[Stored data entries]
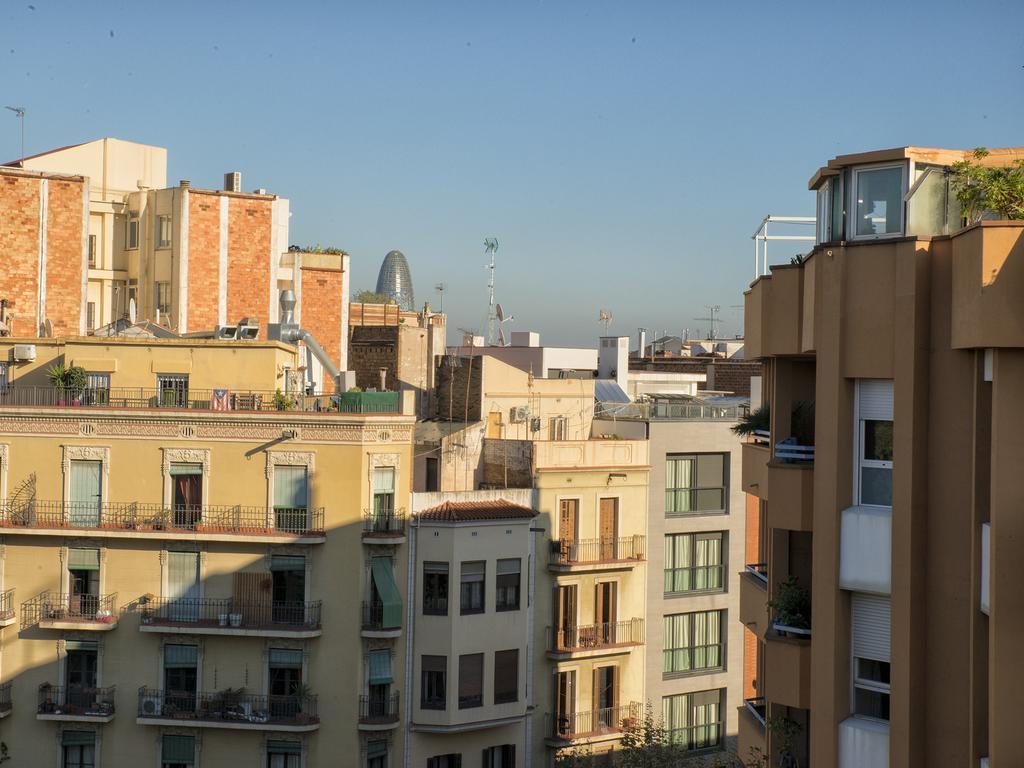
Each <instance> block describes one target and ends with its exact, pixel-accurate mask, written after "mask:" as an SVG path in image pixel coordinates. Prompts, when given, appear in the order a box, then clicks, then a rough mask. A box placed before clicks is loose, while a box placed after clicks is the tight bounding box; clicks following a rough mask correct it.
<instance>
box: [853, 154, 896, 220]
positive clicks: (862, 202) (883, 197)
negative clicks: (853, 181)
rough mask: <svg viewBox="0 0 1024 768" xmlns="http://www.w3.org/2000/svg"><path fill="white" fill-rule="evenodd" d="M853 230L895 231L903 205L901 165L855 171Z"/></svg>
mask: <svg viewBox="0 0 1024 768" xmlns="http://www.w3.org/2000/svg"><path fill="white" fill-rule="evenodd" d="M856 180H857V190H856V191H857V215H856V232H855V233H856V234H857V236H858V237H865V236H866V237H870V236H873V234H897V233H899V231H900V218H901V215H900V214H901V211H902V206H903V169H902V168H897V167H894V168H876V169H872V170H865V171H858V172H857V174H856Z"/></svg>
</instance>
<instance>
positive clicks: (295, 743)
mask: <svg viewBox="0 0 1024 768" xmlns="http://www.w3.org/2000/svg"><path fill="white" fill-rule="evenodd" d="M266 752H267V754H268V755H301V754H302V742H301V741H267V742H266Z"/></svg>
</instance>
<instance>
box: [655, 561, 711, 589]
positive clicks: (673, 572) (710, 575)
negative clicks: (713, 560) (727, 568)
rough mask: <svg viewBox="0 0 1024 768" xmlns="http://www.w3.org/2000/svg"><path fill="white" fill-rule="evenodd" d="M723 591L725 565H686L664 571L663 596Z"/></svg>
mask: <svg viewBox="0 0 1024 768" xmlns="http://www.w3.org/2000/svg"><path fill="white" fill-rule="evenodd" d="M724 590H725V564H724V563H714V564H712V565H687V566H685V567H681V568H666V569H665V594H667V595H679V594H684V593H687V592H722V591H724Z"/></svg>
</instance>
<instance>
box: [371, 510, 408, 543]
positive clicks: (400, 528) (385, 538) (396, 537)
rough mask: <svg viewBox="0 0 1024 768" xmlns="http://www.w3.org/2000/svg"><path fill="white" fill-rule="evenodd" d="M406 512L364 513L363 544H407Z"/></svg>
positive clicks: (375, 512)
mask: <svg viewBox="0 0 1024 768" xmlns="http://www.w3.org/2000/svg"><path fill="white" fill-rule="evenodd" d="M406 524H407V516H406V510H403V509H399V510H394V511H387V512H374V511H372V510H365V511H364V512H362V543H364V544H384V545H387V544H391V545H398V544H404V543H406Z"/></svg>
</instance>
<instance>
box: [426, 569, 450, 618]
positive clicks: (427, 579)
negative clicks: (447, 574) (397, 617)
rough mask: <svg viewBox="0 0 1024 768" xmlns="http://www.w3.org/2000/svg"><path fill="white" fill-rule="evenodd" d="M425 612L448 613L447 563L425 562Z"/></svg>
mask: <svg viewBox="0 0 1024 768" xmlns="http://www.w3.org/2000/svg"><path fill="white" fill-rule="evenodd" d="M423 612H424V614H425V615H430V616H446V615H447V563H446V562H424V563H423Z"/></svg>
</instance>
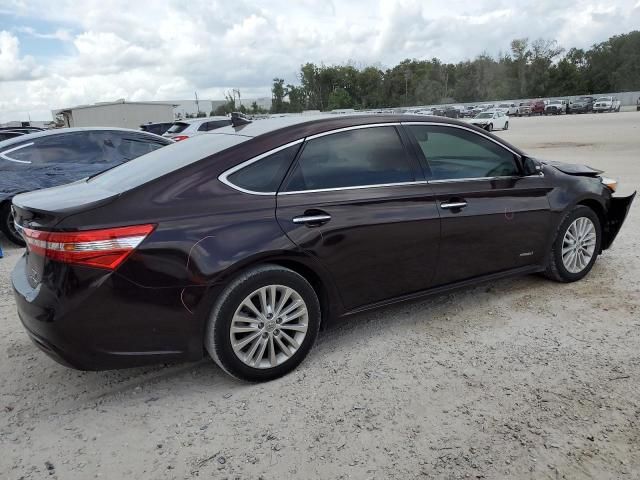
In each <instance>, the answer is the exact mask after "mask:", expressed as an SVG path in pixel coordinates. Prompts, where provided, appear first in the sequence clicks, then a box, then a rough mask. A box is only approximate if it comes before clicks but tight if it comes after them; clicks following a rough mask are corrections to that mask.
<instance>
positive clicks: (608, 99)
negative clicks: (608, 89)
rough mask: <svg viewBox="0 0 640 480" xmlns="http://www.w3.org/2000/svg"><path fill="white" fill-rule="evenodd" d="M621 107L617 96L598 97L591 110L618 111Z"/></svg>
mask: <svg viewBox="0 0 640 480" xmlns="http://www.w3.org/2000/svg"><path fill="white" fill-rule="evenodd" d="M620 107H621V103H620V100H618V98H617V97H600V98H598V99H597V100H596V101H595V102H594V104H593V111H594V112H595V113H599V112H619V111H620Z"/></svg>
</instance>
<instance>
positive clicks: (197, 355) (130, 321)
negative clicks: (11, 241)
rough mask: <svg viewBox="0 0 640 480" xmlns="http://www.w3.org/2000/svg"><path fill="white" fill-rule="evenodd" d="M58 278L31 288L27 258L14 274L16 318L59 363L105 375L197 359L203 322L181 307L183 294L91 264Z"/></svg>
mask: <svg viewBox="0 0 640 480" xmlns="http://www.w3.org/2000/svg"><path fill="white" fill-rule="evenodd" d="M56 268H68V267H66V266H64V267H61V266H56ZM74 270H77V268H76V267H74ZM55 278H57V279H58V281H57V282H52V283H46V282H43V283H40V284H38V285H37V286H36V287H35V288H34V287H32V286H31V285H30V284H29V280H28V278H27V274H26V260H25V256H23V257H22V258H21V259H20V260H19V261H18V263H17V264H16V267H15V268H14V270H13V272H12V274H11V282H12V285H13V290H14V296H15V301H16V306H17V311H18V317H19V318H20V321H21V322H22V324H23V326H24V328H25V329H26V331H27V333H28V335H29V337H30V338H31V340H32V341H33V342H34V343H35V344H36V345H37V346H38V347H39V348H40V349H41V350H42V351H43V352H45V353H46V354H47V355H49V356H50V357H51V358H53V359H54V360H56V361H57V362H58V363H61V364H63V365H65V366H69V367H73V368H77V369H79V370H107V369H116V368H128V367H135V366H140V365H146V364H152V363H162V362H174V361H178V360H191V359H197V358H201V357H202V353H203V350H202V324H201V322H200V321H198V319H197V318H198V317H196V316H195V315H192V314H191V313H190V312H189V311H188V310H187V309H186V308H185V307H184V304H183V303H182V295H183V294H184V289H180V288H145V287H141V286H139V285H136V284H134V283H132V282H129V281H128V280H126V279H124V278H123V277H121V276H118V275H116V274H111V273H105V272H104V271H100V270H98V269H91V268H89V267H83V268H82V269H81V271H80V272H78V271H76V272H75V275H69V274H64V275H57V276H56V277H55Z"/></svg>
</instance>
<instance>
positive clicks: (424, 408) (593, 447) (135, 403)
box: [0, 112, 640, 480]
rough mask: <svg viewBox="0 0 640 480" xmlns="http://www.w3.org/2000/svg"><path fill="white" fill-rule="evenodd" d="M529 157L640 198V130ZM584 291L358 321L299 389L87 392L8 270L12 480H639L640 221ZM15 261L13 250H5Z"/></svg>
mask: <svg viewBox="0 0 640 480" xmlns="http://www.w3.org/2000/svg"><path fill="white" fill-rule="evenodd" d="M510 123H511V125H510V129H509V130H508V131H506V132H501V133H499V135H500V136H502V137H504V138H506V139H507V140H509V141H510V142H512V143H514V144H515V145H518V146H520V147H521V148H523V149H524V150H526V151H528V152H529V153H531V154H533V155H535V156H538V157H541V158H548V159H557V160H563V161H569V162H581V163H587V164H589V165H592V166H594V167H599V168H601V169H603V170H606V172H607V174H608V175H609V176H611V177H615V178H618V179H620V181H621V182H622V185H621V193H623V194H624V193H629V192H631V191H633V190H634V189H637V188H638V187H640V113H636V112H629V113H618V114H600V115H580V116H561V117H553V118H547V117H542V118H521V119H520V118H514V119H512V120H511V122H510ZM637 203H638V202H636V205H634V207H633V208H632V210H631V212H630V215H629V218H628V220H627V223H626V225H625V226H624V228H623V230H622V232H621V234H620V236H619V237H618V239H617V241H616V243H615V244H614V246H613V248H612V249H611V250H609V251H607V252H606V253H605V254H604V255H602V257H601V258H600V259H599V260H598V262H597V263H596V265H595V267H594V269H593V271H592V272H591V273H590V275H589V276H588V277H587V278H586V279H584V280H583V281H580V282H577V283H574V284H569V285H563V284H557V283H552V282H550V281H547V280H545V279H543V278H540V277H538V276H528V277H524V278H519V279H515V280H504V281H500V282H495V283H492V284H484V285H481V286H478V287H476V288H474V289H471V290H469V291H465V292H459V293H455V294H449V295H443V296H439V297H435V298H431V299H428V300H423V301H418V302H413V303H409V304H403V305H396V306H393V307H389V308H385V309H383V310H379V311H376V312H373V313H367V314H363V315H360V316H358V317H357V318H353V319H351V320H350V321H348V322H345V323H344V324H343V325H341V326H338V327H336V328H333V329H330V330H329V331H327V332H324V333H322V334H321V336H320V338H319V341H318V344H317V346H316V348H315V349H314V350H313V351H312V352H311V355H310V356H309V358H308V359H307V360H306V361H305V362H304V363H303V364H302V365H301V366H300V367H299V368H298V369H297V370H296V371H295V372H294V373H292V374H290V375H288V376H287V377H285V378H282V379H279V380H276V381H273V382H270V383H267V384H261V385H252V384H246V383H241V382H238V381H235V380H233V379H231V378H229V377H228V376H226V375H225V374H224V373H223V372H222V371H221V370H220V369H219V368H217V367H216V366H215V365H214V364H213V363H212V362H211V361H201V362H198V363H195V364H193V363H192V364H183V365H172V366H158V367H151V368H139V369H131V370H123V371H111V372H78V371H74V370H70V369H67V368H65V367H62V366H60V365H58V364H56V363H54V362H53V361H52V360H50V359H49V358H48V357H46V356H45V355H44V354H43V353H41V352H40V351H39V350H38V349H37V348H36V347H35V346H34V345H33V344H32V343H31V342H30V341H29V339H28V338H27V336H26V334H25V333H24V332H23V329H22V327H21V325H20V324H19V321H18V319H17V316H16V313H15V309H14V301H13V296H12V293H11V287H10V282H9V272H10V271H11V269H12V268H13V265H14V264H15V262H16V260H17V258H18V256H19V255H20V254H21V251H20V250H19V249H16V248H13V247H9V246H8V245H7V243H6V241H5V242H4V243H3V247H4V248H5V258H4V259H2V260H0V478H1V479H5V478H7V479H21V478H24V479H39V478H51V479H88V478H106V479H122V478H137V479H147V478H152V479H164V478H167V479H169V478H193V477H201V478H216V479H217V478H221V479H222V478H229V479H236V478H238V479H257V478H264V479H265V480H266V479H276V478H303V479H307V478H309V479H310V478H319V479H325V478H326V479H343V478H355V479H360V478H362V479H369V478H371V479H412V478H444V479H454V478H456V479H457V478H487V479H489V478H526V479H545V478H549V479H560V478H566V479H575V478H594V479H599V480H603V479H620V478H629V479H635V478H640V418H639V416H640V387H639V382H640V349H639V345H640V328H639V327H640V241H639V240H638V238H639V233H640V205H638V204H637ZM3 241H4V240H3Z"/></svg>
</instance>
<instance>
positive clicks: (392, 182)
mask: <svg viewBox="0 0 640 480" xmlns="http://www.w3.org/2000/svg"><path fill="white" fill-rule="evenodd" d="M245 122H246V121H244V120H243V119H240V118H236V119H235V121H234V124H235V126H230V127H226V128H223V129H220V130H216V131H215V132H212V133H208V134H204V135H201V136H198V137H194V138H191V139H189V140H188V141H185V142H180V143H179V144H176V145H171V146H168V147H165V148H162V149H160V150H157V151H155V152H153V153H149V154H147V155H144V156H143V157H140V158H139V159H136V160H132V161H130V162H129V163H127V164H125V165H122V166H119V167H116V168H113V169H111V170H109V171H107V172H105V173H102V174H100V175H98V176H95V177H93V178H90V179H88V180H83V181H80V182H76V183H74V184H71V185H66V186H62V187H56V188H51V189H47V190H41V191H37V192H32V193H27V194H22V195H18V196H16V197H15V198H14V201H13V209H14V214H15V219H16V224H17V228H18V229H19V230H20V231H21V232H22V235H23V236H24V238H25V240H26V242H27V251H26V253H25V255H24V256H23V257H22V258H21V259H20V261H19V262H18V264H17V266H16V268H15V270H14V272H13V276H12V279H13V286H14V289H15V295H16V300H17V306H18V314H19V316H20V319H21V320H22V323H23V324H24V326H25V328H26V330H27V332H28V333H29V335H30V336H31V338H32V339H33V340H34V342H35V343H36V344H37V345H38V346H39V347H40V348H42V349H43V350H44V351H45V352H47V353H48V354H50V355H51V356H52V357H54V358H55V359H57V360H58V361H60V362H62V363H65V364H67V365H70V366H73V367H76V368H81V369H108V368H120V367H130V366H134V365H141V364H146V363H150V362H168V361H176V360H195V359H199V358H202V357H203V356H204V355H205V353H206V352H209V354H210V355H211V357H213V359H214V360H215V361H216V362H217V363H218V364H219V365H220V366H221V367H222V368H223V369H224V370H225V371H227V372H228V373H230V374H232V375H235V376H236V377H239V378H242V379H247V380H268V379H272V378H275V377H278V376H280V375H283V374H285V373H287V372H289V371H290V370H292V369H293V368H295V367H296V366H297V365H298V364H299V363H300V362H301V361H302V360H303V358H304V357H305V356H306V355H307V354H308V352H309V350H310V349H311V347H312V345H313V343H314V341H315V339H316V336H317V334H318V330H319V328H320V327H321V325H326V324H328V323H329V322H331V321H334V320H336V319H342V318H344V317H347V316H348V315H351V314H353V313H356V312H361V311H363V310H368V309H371V308H375V307H378V306H381V305H386V304H389V303H393V302H398V301H402V300H407V299H414V298H418V297H421V296H424V295H429V294H434V293H440V292H443V291H446V290H449V289H452V288H457V287H464V286H467V285H472V284H475V283H477V282H479V281H483V280H492V279H497V278H500V277H505V276H508V275H516V274H528V273H534V272H544V273H545V274H546V275H547V276H548V277H550V278H552V279H554V280H557V281H561V282H571V281H575V280H579V279H581V278H582V277H584V276H585V275H586V274H587V273H588V272H589V270H590V269H591V267H592V266H593V264H594V262H595V261H596V258H597V257H598V255H599V254H600V253H601V252H602V251H603V250H604V249H607V248H609V247H610V246H611V244H612V242H613V240H614V238H615V237H616V235H617V233H618V231H619V229H620V227H621V225H622V223H623V221H624V219H625V216H626V214H627V211H628V209H629V206H630V204H631V202H632V200H633V196H630V197H625V198H618V197H615V196H613V191H614V190H615V187H616V184H615V182H614V181H613V180H609V179H606V178H604V177H601V176H600V173H601V172H599V171H596V170H592V169H590V168H588V167H583V166H577V165H567V164H560V163H552V162H547V163H545V162H542V161H539V160H535V159H533V158H530V157H528V156H527V155H526V154H525V153H523V152H522V151H520V150H519V149H517V148H516V147H514V146H512V145H509V144H508V143H506V142H504V141H502V140H500V139H499V138H497V137H495V136H493V135H491V134H490V133H487V132H485V131H483V130H480V129H477V128H475V127H472V126H469V125H468V124H464V123H461V122H458V121H455V120H449V119H444V118H437V117H424V116H419V117H414V116H407V115H401V116H379V115H369V116H366V115H359V116H325V117H319V118H310V117H304V116H296V117H285V118H277V119H268V120H258V121H254V122H253V123H251V122H249V123H245ZM634 195H635V194H634Z"/></svg>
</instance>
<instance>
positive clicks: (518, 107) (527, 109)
mask: <svg viewBox="0 0 640 480" xmlns="http://www.w3.org/2000/svg"><path fill="white" fill-rule="evenodd" d="M532 103H533V102H520V104H519V105H518V110H519V111H520V115H521V116H522V115H527V116H530V115H531V105H532Z"/></svg>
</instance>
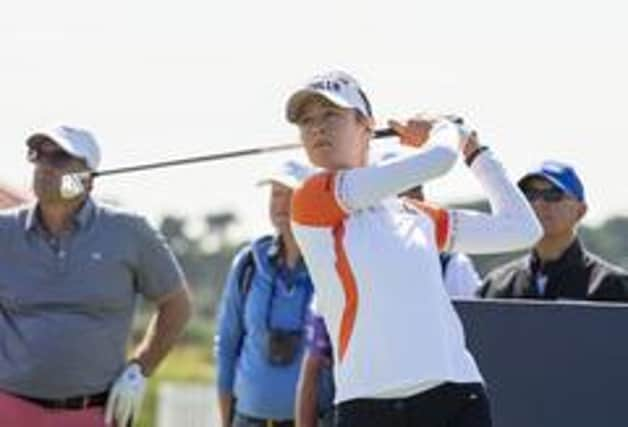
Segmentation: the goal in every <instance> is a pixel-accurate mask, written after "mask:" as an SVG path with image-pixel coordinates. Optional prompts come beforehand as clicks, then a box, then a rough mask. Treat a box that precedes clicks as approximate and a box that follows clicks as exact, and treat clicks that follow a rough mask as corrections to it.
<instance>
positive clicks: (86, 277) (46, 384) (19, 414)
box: [0, 126, 190, 427]
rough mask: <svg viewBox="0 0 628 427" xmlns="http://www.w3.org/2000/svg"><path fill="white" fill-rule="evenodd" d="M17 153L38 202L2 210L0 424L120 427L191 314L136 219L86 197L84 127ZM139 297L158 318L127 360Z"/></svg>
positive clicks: (162, 260) (158, 247)
mask: <svg viewBox="0 0 628 427" xmlns="http://www.w3.org/2000/svg"><path fill="white" fill-rule="evenodd" d="M27 148H28V156H29V160H30V161H31V162H32V163H33V164H34V176H33V190H34V193H35V196H36V202H35V203H34V204H33V205H28V206H24V207H19V208H17V209H14V210H10V211H4V212H2V213H0V425H2V426H9V425H10V426H15V427H22V426H24V427H26V426H28V427H38V426H44V425H45V426H60V427H61V426H62V427H75V426H76V427H87V426H90V427H91V426H99V427H100V426H104V425H116V426H118V427H126V426H127V425H128V424H130V423H131V422H132V420H133V418H134V417H136V416H137V415H138V411H139V407H140V405H141V401H142V397H143V394H144V388H145V383H146V377H148V376H149V375H150V374H151V373H152V372H153V371H154V370H155V368H156V367H157V365H158V364H159V362H160V361H161V360H162V359H163V358H164V356H165V355H166V354H167V353H168V351H169V350H170V349H171V348H172V346H173V344H174V343H175V340H176V338H177V337H178V335H179V334H180V333H181V331H182V330H183V328H184V325H185V323H186V322H187V320H188V318H189V315H190V297H189V292H188V287H187V285H186V283H185V279H184V276H183V273H182V272H181V269H180V267H179V265H178V263H177V261H176V260H175V258H174V256H173V254H172V252H171V251H170V249H169V248H168V246H167V244H166V242H165V241H164V239H163V237H162V236H161V235H160V234H159V233H158V232H157V231H155V230H154V229H153V228H152V227H151V226H149V225H148V223H147V221H146V220H145V219H144V218H143V217H141V216H139V215H135V214H131V213H128V212H124V211H122V210H119V209H114V208H112V207H107V206H104V205H101V204H99V203H97V202H95V201H94V200H93V199H92V198H91V197H90V192H91V189H92V179H91V177H90V176H89V173H84V172H89V171H94V170H96V169H97V168H98V164H99V161H100V150H99V147H98V145H97V143H96V141H95V139H94V138H93V137H92V135H91V134H90V133H89V132H88V131H85V130H82V129H77V128H71V127H67V126H60V127H56V128H52V129H49V130H46V131H43V132H38V133H36V134H34V135H32V136H31V137H30V138H28V140H27ZM81 172H83V174H81V175H80V177H79V178H76V177H74V178H71V177H69V176H68V174H70V173H81ZM138 295H142V296H143V297H145V298H146V299H148V300H150V301H153V302H154V303H155V304H156V313H155V315H154V317H153V319H152V321H151V323H150V326H149V328H148V331H147V332H146V334H145V338H144V340H143V341H142V343H141V344H140V345H139V346H138V347H137V348H136V349H134V353H133V356H132V358H131V359H130V360H129V361H127V358H126V344H127V339H128V337H129V332H130V329H131V322H132V318H133V312H134V309H135V305H136V301H137V297H138Z"/></svg>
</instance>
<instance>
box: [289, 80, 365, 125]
mask: <svg viewBox="0 0 628 427" xmlns="http://www.w3.org/2000/svg"><path fill="white" fill-rule="evenodd" d="M312 95H318V96H322V97H323V98H325V99H327V100H328V101H330V102H331V103H333V104H334V105H336V106H338V107H341V108H352V109H354V110H356V111H358V112H360V114H362V115H363V116H364V117H367V118H371V117H373V111H372V110H371V104H370V102H369V100H368V98H367V97H366V95H365V93H364V91H363V90H362V88H361V87H360V84H359V83H358V81H357V80H356V79H354V78H353V77H352V76H350V75H349V74H347V73H345V72H344V71H330V72H328V73H325V74H321V75H317V76H314V77H313V78H312V79H310V81H308V82H307V83H306V84H305V86H304V87H302V88H301V89H299V90H297V91H296V92H295V93H294V94H292V96H291V97H290V98H289V99H288V103H287V104H286V118H287V119H288V121H289V122H290V123H296V120H297V116H298V114H299V110H300V109H301V107H302V106H303V104H304V102H305V101H306V100H307V99H308V98H309V97H310V96H312Z"/></svg>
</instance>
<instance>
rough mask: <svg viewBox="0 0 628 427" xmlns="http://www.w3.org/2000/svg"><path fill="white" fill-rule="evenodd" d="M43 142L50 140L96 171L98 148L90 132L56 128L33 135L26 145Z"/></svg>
mask: <svg viewBox="0 0 628 427" xmlns="http://www.w3.org/2000/svg"><path fill="white" fill-rule="evenodd" d="M45 140H52V141H53V142H55V143H56V144H57V145H59V147H61V149H63V151H65V152H67V153H68V154H70V155H72V156H74V157H77V158H79V159H83V160H85V163H86V164H87V167H88V168H89V169H90V170H92V171H96V170H98V166H99V165H100V147H99V146H98V143H97V142H96V139H95V138H94V136H93V135H92V134H91V132H89V131H87V130H85V129H80V128H76V127H70V126H63V125H62V126H56V127H51V128H49V129H45V130H42V131H38V132H36V133H34V134H33V135H31V136H30V137H29V138H28V139H27V140H26V144H27V145H28V146H29V147H33V146H34V145H37V144H41V143H42V142H43V141H45Z"/></svg>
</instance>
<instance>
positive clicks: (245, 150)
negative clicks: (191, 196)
mask: <svg viewBox="0 0 628 427" xmlns="http://www.w3.org/2000/svg"><path fill="white" fill-rule="evenodd" d="M395 135H396V133H395V131H393V130H392V129H390V128H386V129H377V130H375V132H374V133H373V138H375V139H379V138H387V137H391V136H395ZM300 147H302V144H300V143H294V144H280V145H271V146H268V147H256V148H247V149H243V150H235V151H226V152H223V153H216V154H209V155H205V156H195V157H186V158H181V159H176V160H166V161H163V162H154V163H144V164H141V165H135V166H124V167H120V168H114V169H105V170H102V171H95V172H91V173H89V174H90V175H91V176H92V177H94V178H95V177H99V176H107V175H116V174H120V173H128V172H138V171H143V170H149V169H158V168H165V167H170V166H179V165H186V164H190V163H199V162H211V161H214V160H222V159H229V158H233V157H243V156H251V155H254V154H264V153H272V152H275V151H284V150H293V149H296V148H300Z"/></svg>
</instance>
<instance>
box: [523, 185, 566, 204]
mask: <svg viewBox="0 0 628 427" xmlns="http://www.w3.org/2000/svg"><path fill="white" fill-rule="evenodd" d="M523 194H524V195H525V196H526V199H528V201H530V203H532V202H535V201H536V200H538V199H542V200H543V201H544V202H547V203H558V202H560V201H562V200H563V199H564V198H566V197H567V194H565V192H564V191H563V190H561V189H560V188H556V187H551V188H545V189H537V188H525V189H523Z"/></svg>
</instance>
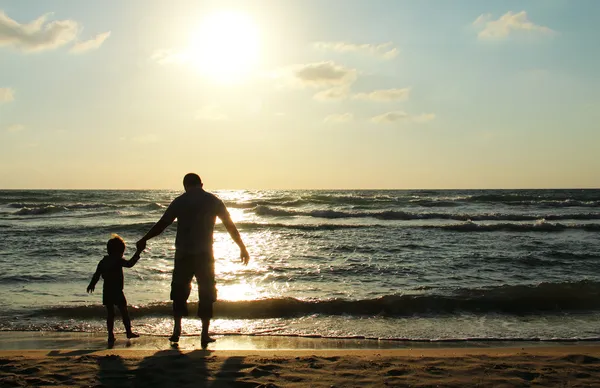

◆ EXERCISE OBJECTIVE ◆
For this task, write out exactly the lines of the entries above, starting at the line with "positive clicks: (862, 202) (883, 197)" and ending at the line with "negative clicks: (853, 181)", both included, and no others.

◆ SOLUTION TO THE EXERCISE ◆
positive clicks: (862, 202) (883, 197)
negative clicks: (853, 181)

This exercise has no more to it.